PASSAGE SHOWN:

In 1996, the internet had a completely different look and feel. This was the age of Geocities, when any and everyone could have a website. Corporate web design didn't look all that different from the design you'd see on someone's personal site; websites were still a new frontier, and as such the web itself had a more bespoke design. The original Space Jam site has many of the classic hallmarks of old web design, including frames, clickable bitmap images, and links to other basketball or Warner Bros. related websites. 

Compared to the original Space Jam site, the new Space Jam is pretty bare bones. That's because having a website on the internet to advertise a movie serves a different purpose than what it did in 1996.

"A movie today is digitally marketed in a million different ways and places, and in many or most cases centralized websites have been reduced to a small piece of the strategy," Tritter said. This explains why the new Space Jam site is just a page with a new trailer, which then loads into a very basic site with the release date front and center, and a synopsis of the film. It's a far cry from the screensavers, basketball tips, and music clips from the original site.

"Whereas, in olde times something like OG Space Jam dot com was pretty much it if you wanted a presence on the Information Superhighway, so you had to come up with some great downloadable coloring books for the kids," Tritter said.

As a kid, I used to visit the Space Jam website because it had those activities. Being online wasn't the default position for young people in the mid 90s; I was lucky to even have a modem. But just because the web has become more ubiquitous, that doesn't mean it's become a better, or more informative place. Tritter said that in some ways, the user experience of older websites like the original Space Jam site is just better than what you get now. At the very least, the page won't jump around as the site loads in advertisements.

"The web is exponentially more capable and useful than it was 25 years ago, but it can also be a waking nightmare of bad UX and relentless targeted advertising for something you already bought," Tritter said. "I mean it says a lot that a simple movie web site that was coded in BBEdit before we even had CSS still provides the same incredibly immersive and compelling experience that we created using modems in 1996."

MATERIAL SHOWN:
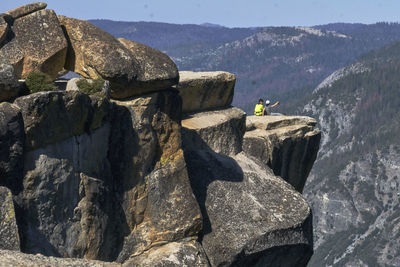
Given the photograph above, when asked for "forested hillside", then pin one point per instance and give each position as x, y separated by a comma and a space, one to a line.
354, 188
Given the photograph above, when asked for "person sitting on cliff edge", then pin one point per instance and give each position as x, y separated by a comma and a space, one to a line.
260, 110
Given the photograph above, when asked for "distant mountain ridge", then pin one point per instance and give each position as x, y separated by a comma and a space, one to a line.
354, 188
284, 63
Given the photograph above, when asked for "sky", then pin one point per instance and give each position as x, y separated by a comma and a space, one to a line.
229, 13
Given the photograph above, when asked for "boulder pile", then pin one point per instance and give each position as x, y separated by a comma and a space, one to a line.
149, 170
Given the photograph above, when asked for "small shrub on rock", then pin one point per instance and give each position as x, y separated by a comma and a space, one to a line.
38, 82
91, 87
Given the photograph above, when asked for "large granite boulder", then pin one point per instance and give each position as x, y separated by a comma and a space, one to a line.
220, 130
94, 54
18, 259
54, 116
146, 157
287, 144
11, 146
157, 72
9, 86
183, 253
251, 217
205, 90
26, 9
42, 42
9, 238
11, 53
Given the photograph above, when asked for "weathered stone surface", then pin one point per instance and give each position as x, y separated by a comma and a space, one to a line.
220, 130
66, 207
158, 71
54, 116
3, 29
18, 259
183, 253
251, 217
9, 85
287, 144
11, 146
72, 86
94, 54
9, 238
26, 9
42, 42
205, 90
11, 53
147, 159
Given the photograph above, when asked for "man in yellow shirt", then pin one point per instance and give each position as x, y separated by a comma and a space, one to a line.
260, 110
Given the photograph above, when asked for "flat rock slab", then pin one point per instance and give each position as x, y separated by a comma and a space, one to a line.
94, 53
26, 10
183, 253
42, 42
287, 144
251, 217
205, 90
158, 71
3, 29
18, 259
9, 238
220, 130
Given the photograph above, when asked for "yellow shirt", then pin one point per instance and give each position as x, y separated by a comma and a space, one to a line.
258, 109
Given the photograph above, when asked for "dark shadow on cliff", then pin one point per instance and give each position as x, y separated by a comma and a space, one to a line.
205, 167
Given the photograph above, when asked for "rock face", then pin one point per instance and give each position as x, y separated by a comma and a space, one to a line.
50, 117
9, 238
288, 145
250, 215
221, 130
11, 146
3, 29
26, 10
94, 54
9, 86
205, 90
158, 71
42, 42
149, 162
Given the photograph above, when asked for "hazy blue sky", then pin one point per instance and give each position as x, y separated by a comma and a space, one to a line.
227, 12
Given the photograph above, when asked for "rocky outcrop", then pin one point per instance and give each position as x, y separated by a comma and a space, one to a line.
220, 130
9, 85
205, 90
50, 117
250, 216
73, 86
287, 144
94, 54
11, 146
127, 180
157, 72
184, 253
26, 10
18, 259
42, 42
9, 238
3, 29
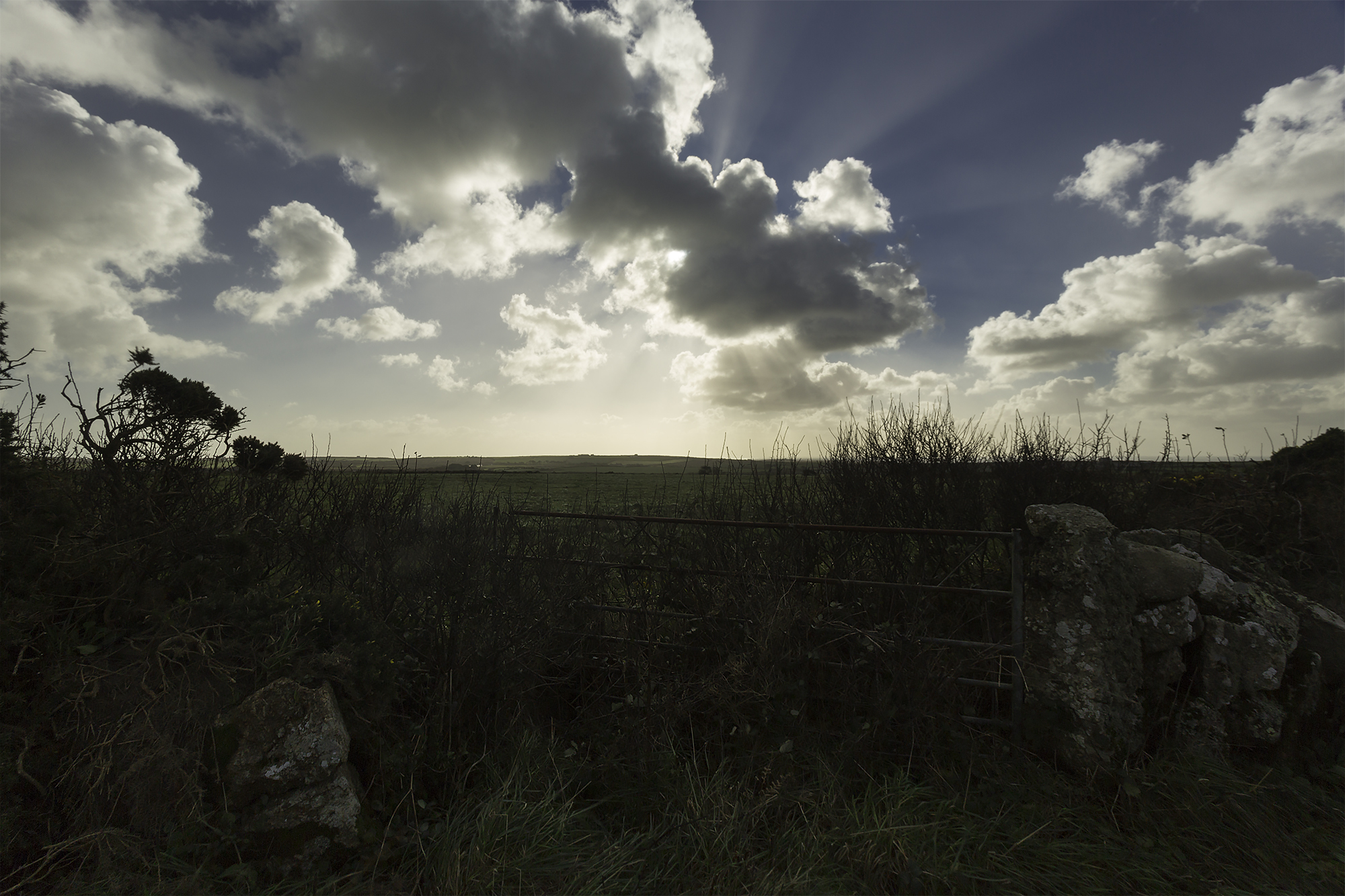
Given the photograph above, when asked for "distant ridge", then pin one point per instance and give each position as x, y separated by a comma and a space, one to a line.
532, 463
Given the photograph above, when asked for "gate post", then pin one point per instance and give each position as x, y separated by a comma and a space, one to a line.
1016, 572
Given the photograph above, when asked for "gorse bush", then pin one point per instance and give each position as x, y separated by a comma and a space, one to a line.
159, 567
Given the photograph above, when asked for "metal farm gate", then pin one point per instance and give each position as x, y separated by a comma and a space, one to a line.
603, 630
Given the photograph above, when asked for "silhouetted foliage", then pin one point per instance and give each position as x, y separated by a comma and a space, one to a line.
153, 419
252, 456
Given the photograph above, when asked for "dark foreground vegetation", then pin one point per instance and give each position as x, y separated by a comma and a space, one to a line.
151, 583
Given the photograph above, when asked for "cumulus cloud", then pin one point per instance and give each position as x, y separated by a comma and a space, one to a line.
782, 374
92, 212
1114, 304
380, 325
1214, 327
1108, 170
442, 372
1265, 339
313, 261
559, 346
493, 132
843, 197
1284, 170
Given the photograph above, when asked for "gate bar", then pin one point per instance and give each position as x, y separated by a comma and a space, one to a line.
730, 573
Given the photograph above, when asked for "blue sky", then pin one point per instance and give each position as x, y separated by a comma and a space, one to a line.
657, 228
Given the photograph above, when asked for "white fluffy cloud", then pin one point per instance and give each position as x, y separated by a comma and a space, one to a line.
1214, 330
843, 197
442, 372
1151, 300
492, 132
559, 346
1286, 169
313, 261
380, 325
781, 374
92, 212
1266, 339
1108, 170
1289, 167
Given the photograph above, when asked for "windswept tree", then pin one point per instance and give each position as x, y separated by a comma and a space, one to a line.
154, 419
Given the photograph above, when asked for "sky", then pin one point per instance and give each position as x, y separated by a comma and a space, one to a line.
666, 228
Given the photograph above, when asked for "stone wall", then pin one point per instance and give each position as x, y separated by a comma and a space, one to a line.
1149, 633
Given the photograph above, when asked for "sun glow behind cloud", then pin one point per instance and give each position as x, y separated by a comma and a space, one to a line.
533, 150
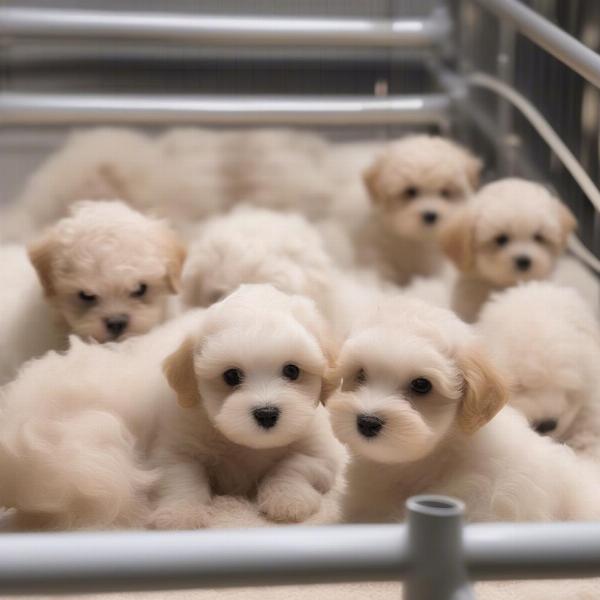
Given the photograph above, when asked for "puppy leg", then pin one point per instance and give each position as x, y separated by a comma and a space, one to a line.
292, 491
184, 496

TASK DETAILS:
Repeat the passage about the Space Jam websites between "Compared to the" and "the original site.", inclusive, and switch "synopsis" to "summary".

SOLVED PROBLEM:
Compared to the original Space Jam site, the new Space Jam is pretty bare bones. That's because having a website on the internet to advertise a movie serves a different purpose than what it did in 1996.

"A movie today is digitally marketed in a million different ways and places, and in many or most cases centralized websites have been reduced to a small piece of the strategy," Tritter said. This explains why the new Space Jam site is just a page with a new trailer, which then loads into a very basic site with the release date front and center, and a summary of the film. It's a far cry from the screensavers, basketball tips, and music clips from the original site.